_Directive_: Reproduce the passage on chemically oscillating mobile capsules from "Replication of this" up to and including "Chair of Engineering.".

Replication of this behavior in synthetic systems is necessary to advance areas such as soft robotics. Chemical engineers at the University of Pittsburgh’s Swanson School of Engineering have demonstrated this feat in their latest advance in biomimicry.

The research paper “Lifelike Behavior of Chemically Oscillating Mobile Capsules” was published in the journal matter. The lead author is Oleg E. Shklyaev, a postdoctoral fellow with Anna Balazs, Distinguished Professor of Chemical and Petroleum Engineering and the John A. Swanson Chair of Engineering.

“We used a computer model with red, blue and green capsules. With the addition of appropriate reactants, each capsule initiates one of three interconnected reactions that convert the reactants into products. When the volume of the reactants differs from the products (as is often the case in biocatalytic reactions), the liquid will comprise density gradients that spontaneously generate buoyancy forces. The forces drive the flow of the surrounding solution and propel the submerged capsules,” explains Shklyaev.

_Records_:
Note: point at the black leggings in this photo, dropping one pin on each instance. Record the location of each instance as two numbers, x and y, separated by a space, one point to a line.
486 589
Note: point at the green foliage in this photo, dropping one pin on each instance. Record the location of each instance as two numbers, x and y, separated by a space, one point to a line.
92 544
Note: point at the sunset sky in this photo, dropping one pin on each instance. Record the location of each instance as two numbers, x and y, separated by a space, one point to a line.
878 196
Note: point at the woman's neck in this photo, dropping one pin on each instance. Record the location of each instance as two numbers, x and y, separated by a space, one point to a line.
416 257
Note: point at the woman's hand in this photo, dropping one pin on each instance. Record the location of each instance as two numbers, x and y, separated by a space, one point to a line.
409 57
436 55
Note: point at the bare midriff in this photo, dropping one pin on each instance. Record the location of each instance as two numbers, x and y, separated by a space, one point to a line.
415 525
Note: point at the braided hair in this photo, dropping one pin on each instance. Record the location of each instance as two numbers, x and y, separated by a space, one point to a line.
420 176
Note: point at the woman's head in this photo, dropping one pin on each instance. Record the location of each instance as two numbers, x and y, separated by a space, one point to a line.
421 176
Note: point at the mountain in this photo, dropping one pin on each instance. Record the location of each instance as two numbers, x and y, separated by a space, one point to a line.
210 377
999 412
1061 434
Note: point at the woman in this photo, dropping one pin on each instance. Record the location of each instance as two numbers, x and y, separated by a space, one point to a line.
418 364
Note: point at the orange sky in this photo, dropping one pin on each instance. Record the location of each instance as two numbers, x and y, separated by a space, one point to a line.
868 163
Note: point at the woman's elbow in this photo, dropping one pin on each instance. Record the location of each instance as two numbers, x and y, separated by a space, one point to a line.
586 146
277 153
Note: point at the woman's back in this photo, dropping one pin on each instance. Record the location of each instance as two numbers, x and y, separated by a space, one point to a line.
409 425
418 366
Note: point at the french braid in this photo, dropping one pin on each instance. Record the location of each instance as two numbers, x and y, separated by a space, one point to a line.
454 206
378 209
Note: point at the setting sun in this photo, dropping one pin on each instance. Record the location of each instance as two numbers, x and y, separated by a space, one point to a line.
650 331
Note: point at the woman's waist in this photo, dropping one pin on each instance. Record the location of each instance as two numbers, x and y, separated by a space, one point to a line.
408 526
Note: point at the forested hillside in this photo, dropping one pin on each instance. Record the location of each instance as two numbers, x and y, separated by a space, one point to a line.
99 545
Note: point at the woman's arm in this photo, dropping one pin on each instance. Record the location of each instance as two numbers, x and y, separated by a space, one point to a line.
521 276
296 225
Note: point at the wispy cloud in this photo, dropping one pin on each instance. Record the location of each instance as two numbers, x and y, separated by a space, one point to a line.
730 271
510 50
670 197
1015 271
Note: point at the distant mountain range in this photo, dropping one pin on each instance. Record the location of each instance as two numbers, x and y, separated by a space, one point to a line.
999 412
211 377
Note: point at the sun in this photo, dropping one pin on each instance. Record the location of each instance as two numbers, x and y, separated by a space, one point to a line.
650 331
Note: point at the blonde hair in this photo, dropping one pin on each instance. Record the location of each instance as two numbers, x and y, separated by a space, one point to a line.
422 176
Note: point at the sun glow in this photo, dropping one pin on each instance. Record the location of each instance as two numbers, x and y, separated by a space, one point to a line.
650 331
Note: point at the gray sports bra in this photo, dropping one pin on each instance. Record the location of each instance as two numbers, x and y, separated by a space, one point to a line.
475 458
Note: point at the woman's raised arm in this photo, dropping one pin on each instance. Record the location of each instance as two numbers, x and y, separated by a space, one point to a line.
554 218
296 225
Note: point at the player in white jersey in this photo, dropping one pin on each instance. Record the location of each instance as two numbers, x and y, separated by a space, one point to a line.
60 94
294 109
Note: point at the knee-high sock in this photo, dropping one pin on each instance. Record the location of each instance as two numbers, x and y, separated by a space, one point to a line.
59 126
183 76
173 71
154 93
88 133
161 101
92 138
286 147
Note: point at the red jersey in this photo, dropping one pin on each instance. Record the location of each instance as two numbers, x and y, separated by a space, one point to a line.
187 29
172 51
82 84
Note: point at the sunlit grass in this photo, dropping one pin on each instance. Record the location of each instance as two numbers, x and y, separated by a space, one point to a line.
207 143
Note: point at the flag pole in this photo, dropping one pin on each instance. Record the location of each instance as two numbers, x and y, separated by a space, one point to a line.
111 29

--

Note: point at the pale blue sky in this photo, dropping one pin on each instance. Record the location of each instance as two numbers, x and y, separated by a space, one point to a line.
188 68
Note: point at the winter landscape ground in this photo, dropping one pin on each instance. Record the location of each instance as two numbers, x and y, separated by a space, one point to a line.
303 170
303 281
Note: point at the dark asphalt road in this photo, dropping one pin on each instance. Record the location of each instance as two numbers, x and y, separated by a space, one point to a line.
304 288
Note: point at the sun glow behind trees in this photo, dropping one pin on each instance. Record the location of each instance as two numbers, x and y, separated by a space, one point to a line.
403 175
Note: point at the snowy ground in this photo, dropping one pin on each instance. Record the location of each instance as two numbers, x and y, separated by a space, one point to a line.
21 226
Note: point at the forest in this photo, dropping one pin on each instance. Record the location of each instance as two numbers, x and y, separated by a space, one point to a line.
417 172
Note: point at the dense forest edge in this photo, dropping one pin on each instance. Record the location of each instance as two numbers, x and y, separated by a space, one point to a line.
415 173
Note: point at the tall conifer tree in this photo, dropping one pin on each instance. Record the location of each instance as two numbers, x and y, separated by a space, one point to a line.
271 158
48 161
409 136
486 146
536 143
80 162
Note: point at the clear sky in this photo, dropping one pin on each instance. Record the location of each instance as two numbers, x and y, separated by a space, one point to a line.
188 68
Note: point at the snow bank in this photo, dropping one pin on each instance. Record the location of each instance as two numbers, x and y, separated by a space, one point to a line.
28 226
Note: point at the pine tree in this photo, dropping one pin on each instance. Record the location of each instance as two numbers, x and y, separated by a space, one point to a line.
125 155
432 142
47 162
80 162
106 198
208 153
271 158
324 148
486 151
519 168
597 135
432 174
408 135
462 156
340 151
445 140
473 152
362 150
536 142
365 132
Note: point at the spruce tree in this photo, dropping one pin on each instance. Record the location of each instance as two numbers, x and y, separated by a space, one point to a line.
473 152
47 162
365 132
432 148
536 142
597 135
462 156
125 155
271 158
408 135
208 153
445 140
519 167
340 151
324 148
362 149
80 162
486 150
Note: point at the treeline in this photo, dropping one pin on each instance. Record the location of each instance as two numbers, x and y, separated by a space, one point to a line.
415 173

* * *

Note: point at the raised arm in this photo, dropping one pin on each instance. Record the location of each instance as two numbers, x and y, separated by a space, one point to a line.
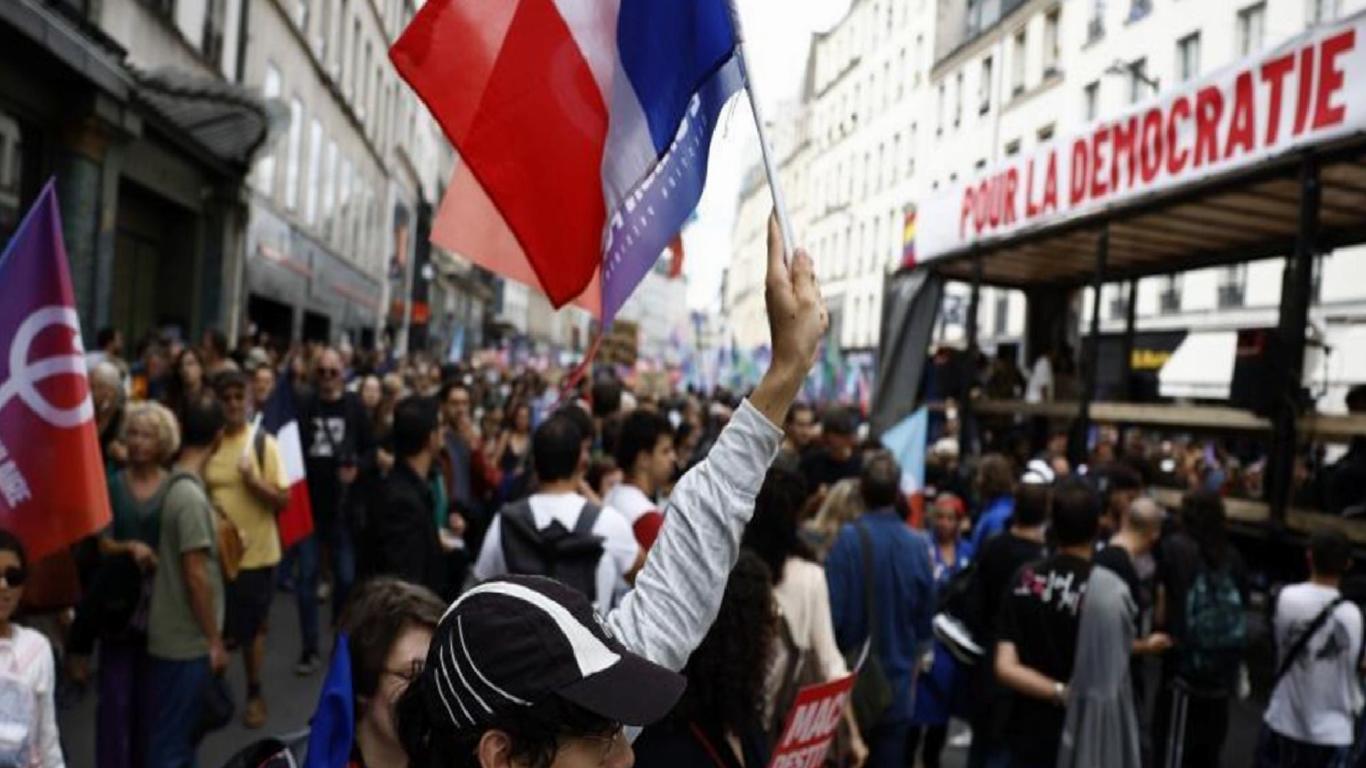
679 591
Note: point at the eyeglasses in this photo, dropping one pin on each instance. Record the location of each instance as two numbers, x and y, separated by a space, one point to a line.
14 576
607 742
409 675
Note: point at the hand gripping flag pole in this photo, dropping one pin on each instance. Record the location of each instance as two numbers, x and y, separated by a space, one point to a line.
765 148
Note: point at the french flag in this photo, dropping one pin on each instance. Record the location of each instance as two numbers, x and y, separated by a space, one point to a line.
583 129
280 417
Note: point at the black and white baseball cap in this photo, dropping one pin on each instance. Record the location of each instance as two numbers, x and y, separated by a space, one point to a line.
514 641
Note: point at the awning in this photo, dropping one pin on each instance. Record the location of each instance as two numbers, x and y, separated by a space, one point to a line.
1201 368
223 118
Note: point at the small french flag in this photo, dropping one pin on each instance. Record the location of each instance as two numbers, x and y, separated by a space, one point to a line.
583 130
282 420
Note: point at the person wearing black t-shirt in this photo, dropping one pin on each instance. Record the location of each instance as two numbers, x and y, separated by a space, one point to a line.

_Reply to the exercise_:
Replication of this behavior in synthetic systems is necessary to advance areas such as soft robotics. Chemical engineers at the University of Pittsburgh’s Swanson School of Engineering have demonstrated this feat in their latest advance in biomimicry.

The research paper “Lifelike Behavior of Chemically Oscillating Mobile Capsules” was published in the journal matter. The lead author is Oleg E. Shklyaev, a postdoctoral fellow with Anna Balazs, Distinguished Professor of Chemical and Petroleum Engineering and the John A. Swanson Chair of Engineering.